● **Your objective**
Please transcribe the records precisely; pictures stay out of your copy.

● **Excerpts from point annotation data**
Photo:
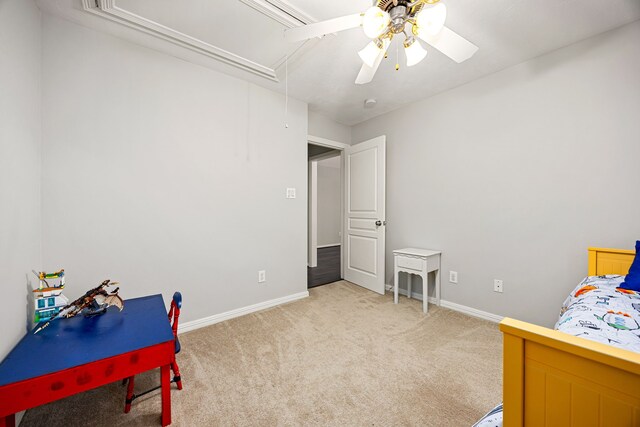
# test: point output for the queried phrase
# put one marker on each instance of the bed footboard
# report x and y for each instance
(555, 379)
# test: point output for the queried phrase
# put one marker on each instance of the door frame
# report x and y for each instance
(312, 199)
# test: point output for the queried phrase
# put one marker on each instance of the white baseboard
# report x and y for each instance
(454, 306)
(221, 317)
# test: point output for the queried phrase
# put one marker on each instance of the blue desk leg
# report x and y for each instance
(8, 421)
(165, 381)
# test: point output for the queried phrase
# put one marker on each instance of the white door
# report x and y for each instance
(365, 214)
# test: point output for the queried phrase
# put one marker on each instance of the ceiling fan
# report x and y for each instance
(388, 18)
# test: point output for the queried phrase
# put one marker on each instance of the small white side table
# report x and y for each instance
(420, 262)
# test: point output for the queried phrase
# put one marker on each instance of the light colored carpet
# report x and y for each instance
(343, 356)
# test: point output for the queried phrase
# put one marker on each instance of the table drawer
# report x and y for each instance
(410, 263)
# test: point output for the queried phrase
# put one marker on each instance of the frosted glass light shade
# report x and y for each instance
(370, 52)
(375, 22)
(415, 53)
(431, 19)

● **The reply**
Photo:
# test: point output for the queried phrase
# put one marker on each instance of the bed footboard
# report x and y for each instance
(555, 379)
# test: point output for the queried phrase
# put one marker on each instance of the door frame
# report x and y for each instance
(312, 199)
# test: point output for the queried phrase
# put one marker on each instance of the white baseboard
# report x and y for each instance
(454, 306)
(221, 317)
# test: point output for the queried phrase
# put one marker on each instance of the blue desk leg
# report x and y for each instance
(8, 421)
(165, 381)
# test: point output for the queried phrase
# put one marker on each instance of the white door
# report x and y for each instance
(365, 214)
# test: point output for the queried phrase
# put one marker on each instance of the ceiling fan
# report x and y for each instance
(388, 18)
# test: point output for the queried phrase
# put one marker on each instance of the small white side table
# report x and y for each instance
(420, 262)
# test: point output for the queried phrase
# put one marker on each instance of the light colored carpet
# report x and y for each instance
(343, 356)
# test: point output for the queried phrase
# put one marker on each instance of the table drawer
# report x and y for each instance
(410, 263)
# test: point output for the queried phrase
# put one marker on each instance of the frosted glass light shade
# report x and y for each instance
(370, 52)
(375, 22)
(415, 53)
(431, 19)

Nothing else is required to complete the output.